Start of Data extract
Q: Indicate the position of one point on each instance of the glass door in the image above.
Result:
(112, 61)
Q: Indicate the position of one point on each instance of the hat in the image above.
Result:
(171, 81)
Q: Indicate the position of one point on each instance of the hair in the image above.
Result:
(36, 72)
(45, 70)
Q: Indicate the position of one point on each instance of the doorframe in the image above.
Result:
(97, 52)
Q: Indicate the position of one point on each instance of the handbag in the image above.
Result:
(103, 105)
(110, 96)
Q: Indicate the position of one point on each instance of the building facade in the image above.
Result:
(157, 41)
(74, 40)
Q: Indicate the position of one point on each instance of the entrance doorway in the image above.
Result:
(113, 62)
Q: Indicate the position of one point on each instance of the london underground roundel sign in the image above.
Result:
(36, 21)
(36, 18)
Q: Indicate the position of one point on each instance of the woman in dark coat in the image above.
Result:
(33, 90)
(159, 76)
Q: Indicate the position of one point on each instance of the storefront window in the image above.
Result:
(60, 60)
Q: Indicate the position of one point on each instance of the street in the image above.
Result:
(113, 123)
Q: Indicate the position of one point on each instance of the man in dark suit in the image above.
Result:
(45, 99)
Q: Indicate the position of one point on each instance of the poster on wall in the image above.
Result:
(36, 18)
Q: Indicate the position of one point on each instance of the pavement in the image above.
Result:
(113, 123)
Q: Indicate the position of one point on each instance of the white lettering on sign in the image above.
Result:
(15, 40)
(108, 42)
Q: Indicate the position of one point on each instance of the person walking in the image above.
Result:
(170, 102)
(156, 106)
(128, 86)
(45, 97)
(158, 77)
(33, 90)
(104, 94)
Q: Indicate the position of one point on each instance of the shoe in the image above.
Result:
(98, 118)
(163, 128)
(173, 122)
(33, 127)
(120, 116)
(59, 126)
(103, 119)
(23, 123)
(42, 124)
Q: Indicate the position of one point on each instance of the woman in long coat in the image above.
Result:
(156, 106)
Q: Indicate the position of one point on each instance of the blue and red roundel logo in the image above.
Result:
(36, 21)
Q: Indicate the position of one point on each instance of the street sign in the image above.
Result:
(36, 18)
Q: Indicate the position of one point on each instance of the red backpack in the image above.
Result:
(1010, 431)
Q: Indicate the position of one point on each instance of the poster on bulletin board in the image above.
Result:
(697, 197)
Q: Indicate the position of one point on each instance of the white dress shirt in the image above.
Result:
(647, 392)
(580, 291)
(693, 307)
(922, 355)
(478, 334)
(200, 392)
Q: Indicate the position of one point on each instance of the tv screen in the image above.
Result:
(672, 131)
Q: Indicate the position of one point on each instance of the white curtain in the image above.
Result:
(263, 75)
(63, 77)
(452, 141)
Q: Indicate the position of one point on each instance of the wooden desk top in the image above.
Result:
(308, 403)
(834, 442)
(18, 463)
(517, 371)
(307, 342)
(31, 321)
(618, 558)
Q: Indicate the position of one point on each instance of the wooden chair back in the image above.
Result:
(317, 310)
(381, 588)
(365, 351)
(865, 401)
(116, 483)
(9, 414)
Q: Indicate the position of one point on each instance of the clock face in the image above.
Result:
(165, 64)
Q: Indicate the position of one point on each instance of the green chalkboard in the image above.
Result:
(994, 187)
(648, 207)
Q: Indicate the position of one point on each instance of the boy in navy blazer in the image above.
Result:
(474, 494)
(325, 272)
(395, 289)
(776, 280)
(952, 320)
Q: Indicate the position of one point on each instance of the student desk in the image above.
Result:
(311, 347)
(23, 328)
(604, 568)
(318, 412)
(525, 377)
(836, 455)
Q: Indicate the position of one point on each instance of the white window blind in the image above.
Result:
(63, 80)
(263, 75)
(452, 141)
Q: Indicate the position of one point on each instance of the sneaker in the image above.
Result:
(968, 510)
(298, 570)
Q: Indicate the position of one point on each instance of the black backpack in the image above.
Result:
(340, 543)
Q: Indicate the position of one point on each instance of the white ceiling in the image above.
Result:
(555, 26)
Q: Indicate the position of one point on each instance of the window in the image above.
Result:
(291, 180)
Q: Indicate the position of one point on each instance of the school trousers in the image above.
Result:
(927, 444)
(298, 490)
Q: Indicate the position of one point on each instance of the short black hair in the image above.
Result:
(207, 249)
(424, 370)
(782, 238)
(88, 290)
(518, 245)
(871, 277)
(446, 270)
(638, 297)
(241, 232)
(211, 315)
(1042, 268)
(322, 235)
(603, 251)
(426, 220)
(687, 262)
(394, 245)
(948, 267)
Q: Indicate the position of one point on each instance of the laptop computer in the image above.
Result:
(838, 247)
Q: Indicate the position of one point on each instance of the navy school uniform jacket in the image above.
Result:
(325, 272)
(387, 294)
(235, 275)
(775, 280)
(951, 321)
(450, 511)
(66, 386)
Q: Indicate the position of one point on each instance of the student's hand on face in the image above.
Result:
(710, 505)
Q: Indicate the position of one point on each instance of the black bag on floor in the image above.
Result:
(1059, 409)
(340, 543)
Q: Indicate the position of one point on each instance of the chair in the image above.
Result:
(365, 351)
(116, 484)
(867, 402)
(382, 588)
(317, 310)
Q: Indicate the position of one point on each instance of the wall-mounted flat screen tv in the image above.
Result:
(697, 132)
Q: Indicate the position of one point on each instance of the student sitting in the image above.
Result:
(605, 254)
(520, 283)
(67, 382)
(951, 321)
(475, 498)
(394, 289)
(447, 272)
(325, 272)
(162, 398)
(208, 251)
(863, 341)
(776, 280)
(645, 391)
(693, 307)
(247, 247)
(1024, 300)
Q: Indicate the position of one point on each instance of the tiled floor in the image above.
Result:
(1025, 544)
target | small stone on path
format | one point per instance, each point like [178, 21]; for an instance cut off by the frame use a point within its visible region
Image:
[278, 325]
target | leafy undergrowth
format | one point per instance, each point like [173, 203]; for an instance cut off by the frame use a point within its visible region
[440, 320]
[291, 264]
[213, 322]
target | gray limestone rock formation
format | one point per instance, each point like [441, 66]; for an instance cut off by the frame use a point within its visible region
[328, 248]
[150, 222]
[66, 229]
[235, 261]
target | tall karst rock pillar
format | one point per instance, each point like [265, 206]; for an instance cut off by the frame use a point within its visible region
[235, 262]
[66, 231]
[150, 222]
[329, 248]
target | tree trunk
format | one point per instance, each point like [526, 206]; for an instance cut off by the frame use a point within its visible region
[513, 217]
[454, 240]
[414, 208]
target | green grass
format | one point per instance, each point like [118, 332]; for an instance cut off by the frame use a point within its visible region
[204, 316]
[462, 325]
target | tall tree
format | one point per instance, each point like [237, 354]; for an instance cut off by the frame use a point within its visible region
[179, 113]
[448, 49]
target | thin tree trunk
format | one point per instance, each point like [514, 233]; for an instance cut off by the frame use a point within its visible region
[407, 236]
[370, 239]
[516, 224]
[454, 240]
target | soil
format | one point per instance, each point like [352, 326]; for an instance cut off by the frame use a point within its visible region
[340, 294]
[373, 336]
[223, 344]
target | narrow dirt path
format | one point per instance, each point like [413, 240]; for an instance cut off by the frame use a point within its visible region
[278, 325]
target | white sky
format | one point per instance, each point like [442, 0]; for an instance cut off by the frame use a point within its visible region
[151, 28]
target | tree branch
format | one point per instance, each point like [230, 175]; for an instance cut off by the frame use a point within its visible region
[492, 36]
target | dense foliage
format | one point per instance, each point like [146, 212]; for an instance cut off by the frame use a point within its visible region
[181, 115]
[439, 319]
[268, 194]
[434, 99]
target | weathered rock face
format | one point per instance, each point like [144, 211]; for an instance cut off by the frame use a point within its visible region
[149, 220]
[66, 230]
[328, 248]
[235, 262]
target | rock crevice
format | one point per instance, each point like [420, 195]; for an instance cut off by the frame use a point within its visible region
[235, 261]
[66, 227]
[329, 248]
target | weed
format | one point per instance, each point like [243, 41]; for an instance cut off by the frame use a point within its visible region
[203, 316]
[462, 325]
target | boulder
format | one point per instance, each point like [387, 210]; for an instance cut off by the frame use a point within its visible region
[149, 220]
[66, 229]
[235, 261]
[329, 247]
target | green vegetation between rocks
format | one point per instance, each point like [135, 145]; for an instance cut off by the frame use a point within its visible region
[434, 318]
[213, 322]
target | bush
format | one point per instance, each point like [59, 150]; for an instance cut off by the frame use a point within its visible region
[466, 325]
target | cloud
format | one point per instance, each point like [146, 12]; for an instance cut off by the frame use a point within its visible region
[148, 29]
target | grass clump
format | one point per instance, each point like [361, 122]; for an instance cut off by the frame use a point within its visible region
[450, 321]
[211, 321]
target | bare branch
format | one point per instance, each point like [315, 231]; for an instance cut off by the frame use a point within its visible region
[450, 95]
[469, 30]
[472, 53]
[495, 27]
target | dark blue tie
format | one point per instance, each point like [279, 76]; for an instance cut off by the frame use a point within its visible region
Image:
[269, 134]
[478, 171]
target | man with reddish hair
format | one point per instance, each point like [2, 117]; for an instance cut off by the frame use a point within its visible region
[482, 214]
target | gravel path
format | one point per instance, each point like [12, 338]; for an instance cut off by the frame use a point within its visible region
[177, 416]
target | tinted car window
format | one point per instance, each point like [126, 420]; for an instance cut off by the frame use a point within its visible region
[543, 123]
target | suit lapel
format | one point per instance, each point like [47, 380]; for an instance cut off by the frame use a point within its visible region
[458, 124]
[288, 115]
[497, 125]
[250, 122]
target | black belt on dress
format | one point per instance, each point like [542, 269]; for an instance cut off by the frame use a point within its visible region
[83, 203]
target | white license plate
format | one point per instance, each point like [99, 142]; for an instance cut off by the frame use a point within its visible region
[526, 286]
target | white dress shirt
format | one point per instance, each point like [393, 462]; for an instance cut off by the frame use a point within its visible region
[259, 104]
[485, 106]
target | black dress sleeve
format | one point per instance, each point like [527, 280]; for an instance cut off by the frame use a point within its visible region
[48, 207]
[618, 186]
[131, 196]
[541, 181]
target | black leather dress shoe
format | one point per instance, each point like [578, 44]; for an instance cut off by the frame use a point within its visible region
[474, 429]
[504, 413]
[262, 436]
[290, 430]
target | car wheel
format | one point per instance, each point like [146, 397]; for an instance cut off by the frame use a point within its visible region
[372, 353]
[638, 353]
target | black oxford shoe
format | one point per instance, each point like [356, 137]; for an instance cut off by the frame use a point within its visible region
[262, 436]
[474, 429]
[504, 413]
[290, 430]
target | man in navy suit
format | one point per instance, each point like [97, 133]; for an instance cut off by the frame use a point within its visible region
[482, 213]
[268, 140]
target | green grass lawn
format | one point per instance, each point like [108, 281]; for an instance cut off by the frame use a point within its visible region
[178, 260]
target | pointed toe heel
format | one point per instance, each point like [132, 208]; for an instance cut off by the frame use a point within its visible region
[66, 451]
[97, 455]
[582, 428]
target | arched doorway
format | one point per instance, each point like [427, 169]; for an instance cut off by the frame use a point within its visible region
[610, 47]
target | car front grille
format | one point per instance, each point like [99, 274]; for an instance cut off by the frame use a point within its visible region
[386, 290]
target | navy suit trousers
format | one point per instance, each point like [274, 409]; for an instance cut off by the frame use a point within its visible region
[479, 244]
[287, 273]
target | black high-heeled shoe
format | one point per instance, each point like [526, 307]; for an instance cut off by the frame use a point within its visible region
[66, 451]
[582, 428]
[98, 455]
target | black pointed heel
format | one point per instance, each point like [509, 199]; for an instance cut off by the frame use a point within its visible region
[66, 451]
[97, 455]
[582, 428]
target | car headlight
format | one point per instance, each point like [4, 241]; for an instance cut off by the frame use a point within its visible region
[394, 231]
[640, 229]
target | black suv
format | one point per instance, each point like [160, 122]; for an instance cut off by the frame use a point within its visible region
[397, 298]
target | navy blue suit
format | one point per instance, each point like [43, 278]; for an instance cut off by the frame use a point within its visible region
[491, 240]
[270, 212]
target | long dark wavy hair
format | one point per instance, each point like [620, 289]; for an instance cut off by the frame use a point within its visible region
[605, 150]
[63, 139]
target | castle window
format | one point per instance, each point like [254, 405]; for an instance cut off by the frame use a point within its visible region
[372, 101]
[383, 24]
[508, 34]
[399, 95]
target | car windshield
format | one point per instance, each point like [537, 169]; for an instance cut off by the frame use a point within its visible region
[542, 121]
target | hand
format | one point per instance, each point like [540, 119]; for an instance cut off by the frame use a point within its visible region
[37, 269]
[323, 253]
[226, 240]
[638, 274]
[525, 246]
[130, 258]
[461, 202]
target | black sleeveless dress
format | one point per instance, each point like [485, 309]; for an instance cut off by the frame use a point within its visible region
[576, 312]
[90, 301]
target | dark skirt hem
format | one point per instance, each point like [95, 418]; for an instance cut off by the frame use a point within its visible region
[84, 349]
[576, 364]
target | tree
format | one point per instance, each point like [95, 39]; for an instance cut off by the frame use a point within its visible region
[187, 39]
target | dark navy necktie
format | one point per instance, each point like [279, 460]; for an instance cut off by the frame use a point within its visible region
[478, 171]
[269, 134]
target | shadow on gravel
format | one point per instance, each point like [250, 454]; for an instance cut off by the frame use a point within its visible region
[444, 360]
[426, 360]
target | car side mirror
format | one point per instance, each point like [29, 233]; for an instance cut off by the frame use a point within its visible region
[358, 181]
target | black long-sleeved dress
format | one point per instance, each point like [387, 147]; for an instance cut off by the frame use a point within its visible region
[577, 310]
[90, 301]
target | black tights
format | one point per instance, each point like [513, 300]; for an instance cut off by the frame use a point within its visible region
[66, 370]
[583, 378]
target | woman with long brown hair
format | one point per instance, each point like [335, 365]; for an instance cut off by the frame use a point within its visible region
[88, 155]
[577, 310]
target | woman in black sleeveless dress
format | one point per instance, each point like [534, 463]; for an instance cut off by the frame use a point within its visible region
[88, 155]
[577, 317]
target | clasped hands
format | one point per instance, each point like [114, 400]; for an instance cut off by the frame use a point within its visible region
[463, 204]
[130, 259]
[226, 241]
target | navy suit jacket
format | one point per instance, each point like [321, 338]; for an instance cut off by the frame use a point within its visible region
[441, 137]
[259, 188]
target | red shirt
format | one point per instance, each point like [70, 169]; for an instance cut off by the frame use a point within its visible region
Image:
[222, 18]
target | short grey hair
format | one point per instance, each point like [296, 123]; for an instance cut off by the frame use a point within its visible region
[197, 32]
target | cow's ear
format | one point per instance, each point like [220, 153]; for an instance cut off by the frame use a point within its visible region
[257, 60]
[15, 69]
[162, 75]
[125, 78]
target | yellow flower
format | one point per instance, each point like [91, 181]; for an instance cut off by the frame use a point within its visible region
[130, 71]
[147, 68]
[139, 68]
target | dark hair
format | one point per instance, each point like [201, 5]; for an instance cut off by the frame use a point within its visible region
End of Data extract
Show the lines above with "trunk".

target | tree trunk
target | thin tree trunk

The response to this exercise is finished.